▸ **REQUIREMENT**: Please reproduce, word for word, the lines in the items below between the line containing "the white framed" and the line containing "pixel 151 150", inclusive.

▸ **RECORDS SHOWN**:
— begin —

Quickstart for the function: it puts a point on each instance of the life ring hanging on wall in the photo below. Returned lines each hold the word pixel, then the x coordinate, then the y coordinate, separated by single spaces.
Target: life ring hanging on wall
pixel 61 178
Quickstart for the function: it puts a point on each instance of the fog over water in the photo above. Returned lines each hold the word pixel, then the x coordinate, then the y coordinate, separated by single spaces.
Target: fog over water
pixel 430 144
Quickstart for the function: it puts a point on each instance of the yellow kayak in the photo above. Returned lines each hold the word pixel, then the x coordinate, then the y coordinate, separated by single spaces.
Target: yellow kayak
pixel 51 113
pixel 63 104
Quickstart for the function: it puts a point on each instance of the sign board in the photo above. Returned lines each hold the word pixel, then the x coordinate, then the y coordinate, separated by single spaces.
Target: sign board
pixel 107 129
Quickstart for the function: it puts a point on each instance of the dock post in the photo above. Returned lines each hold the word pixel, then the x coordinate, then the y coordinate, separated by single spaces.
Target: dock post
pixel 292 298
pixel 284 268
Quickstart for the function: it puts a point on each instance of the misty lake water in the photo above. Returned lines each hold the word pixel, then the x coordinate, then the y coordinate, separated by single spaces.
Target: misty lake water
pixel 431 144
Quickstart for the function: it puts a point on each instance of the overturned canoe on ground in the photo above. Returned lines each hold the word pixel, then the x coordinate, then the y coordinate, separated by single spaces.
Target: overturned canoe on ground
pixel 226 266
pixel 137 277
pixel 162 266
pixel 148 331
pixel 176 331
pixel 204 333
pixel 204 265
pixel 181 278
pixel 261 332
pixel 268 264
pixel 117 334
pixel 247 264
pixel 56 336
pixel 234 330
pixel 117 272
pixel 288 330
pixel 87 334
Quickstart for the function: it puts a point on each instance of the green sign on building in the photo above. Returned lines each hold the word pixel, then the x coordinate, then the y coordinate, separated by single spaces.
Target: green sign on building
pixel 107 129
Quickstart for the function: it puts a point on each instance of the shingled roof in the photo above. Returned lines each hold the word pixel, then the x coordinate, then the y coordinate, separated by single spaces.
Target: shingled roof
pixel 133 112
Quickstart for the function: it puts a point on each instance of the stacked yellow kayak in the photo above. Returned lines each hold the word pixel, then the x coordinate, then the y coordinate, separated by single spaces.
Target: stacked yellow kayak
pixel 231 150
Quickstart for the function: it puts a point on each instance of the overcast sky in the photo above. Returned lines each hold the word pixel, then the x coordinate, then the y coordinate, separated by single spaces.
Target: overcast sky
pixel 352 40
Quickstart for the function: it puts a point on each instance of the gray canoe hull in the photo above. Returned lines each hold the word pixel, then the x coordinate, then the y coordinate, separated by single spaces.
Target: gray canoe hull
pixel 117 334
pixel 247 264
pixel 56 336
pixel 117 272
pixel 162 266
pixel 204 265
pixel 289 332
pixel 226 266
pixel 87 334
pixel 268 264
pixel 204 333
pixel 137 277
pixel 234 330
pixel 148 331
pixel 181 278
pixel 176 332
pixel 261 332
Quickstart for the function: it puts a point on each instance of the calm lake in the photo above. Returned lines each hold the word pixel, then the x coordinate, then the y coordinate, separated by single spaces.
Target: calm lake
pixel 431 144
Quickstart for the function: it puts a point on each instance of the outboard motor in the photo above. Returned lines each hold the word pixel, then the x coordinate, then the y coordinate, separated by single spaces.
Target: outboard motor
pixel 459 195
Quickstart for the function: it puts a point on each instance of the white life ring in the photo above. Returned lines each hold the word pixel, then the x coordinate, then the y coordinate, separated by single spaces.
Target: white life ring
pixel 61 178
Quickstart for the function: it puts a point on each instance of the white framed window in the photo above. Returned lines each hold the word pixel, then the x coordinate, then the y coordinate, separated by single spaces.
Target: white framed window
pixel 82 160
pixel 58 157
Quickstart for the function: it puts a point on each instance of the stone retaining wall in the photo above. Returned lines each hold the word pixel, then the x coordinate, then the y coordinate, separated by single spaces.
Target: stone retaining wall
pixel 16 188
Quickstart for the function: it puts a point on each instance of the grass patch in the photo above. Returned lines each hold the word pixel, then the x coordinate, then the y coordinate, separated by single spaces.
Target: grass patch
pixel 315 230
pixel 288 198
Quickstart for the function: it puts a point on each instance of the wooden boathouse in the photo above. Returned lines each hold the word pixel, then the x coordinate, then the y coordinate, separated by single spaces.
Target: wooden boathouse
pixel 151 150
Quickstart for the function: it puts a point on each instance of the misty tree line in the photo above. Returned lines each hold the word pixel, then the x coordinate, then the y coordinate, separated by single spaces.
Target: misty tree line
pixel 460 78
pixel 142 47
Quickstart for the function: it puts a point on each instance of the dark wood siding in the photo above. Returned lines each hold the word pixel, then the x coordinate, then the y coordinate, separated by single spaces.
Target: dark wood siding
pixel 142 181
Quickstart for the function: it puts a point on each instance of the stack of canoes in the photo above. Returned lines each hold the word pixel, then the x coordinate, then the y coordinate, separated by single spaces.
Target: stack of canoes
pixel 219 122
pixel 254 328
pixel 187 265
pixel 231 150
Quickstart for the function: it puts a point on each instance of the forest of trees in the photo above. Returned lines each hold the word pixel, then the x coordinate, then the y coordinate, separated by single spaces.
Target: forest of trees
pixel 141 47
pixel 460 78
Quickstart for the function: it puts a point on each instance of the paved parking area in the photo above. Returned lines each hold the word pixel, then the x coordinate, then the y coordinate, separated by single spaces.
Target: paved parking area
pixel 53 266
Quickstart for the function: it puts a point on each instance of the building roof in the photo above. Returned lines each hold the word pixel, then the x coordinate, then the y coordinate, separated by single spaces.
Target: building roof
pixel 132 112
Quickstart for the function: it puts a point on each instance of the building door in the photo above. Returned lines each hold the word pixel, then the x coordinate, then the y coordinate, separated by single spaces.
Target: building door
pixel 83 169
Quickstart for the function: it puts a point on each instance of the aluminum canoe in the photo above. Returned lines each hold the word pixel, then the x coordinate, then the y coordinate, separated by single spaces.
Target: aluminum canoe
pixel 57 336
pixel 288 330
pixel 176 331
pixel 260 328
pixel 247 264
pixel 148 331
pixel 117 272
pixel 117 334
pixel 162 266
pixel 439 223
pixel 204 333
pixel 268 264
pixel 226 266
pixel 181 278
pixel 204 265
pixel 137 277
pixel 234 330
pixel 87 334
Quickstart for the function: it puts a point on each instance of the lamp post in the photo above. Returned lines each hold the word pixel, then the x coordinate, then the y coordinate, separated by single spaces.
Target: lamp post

— end —

▸ **WRITTEN SOLUTION**:
Quickstart for the function: it puts a point on each instance of the white framed window in the photo above. Returned lines each hold the word pixel, then the x coordinate, then the y coordinate, separated by single spaces.
Target: white framed window
pixel 82 160
pixel 58 157
Quickstart for the function: it puts a point on each instance of the stone retaining wall in the photo above. Returned lines each hold the word pixel, then the x coordinate, then the y coordinate, separated by single spaces.
Target: stone retaining wall
pixel 16 188
Quickstart for the function: it puts a point on each instance of the grass patch in the photo above. Returned lines each hold the word pixel, then the x coordinate, then the y coordinate, separated by single spaces.
Target: grass patch
pixel 315 230
pixel 288 198
Quickstart for the function: it puts a point on each instance of the wooden boathouse in the photo above. Returned lines each hold the word pixel, then the x coordinate, then the y coordinate, separated by single spaces.
Target: wooden boathouse
pixel 151 150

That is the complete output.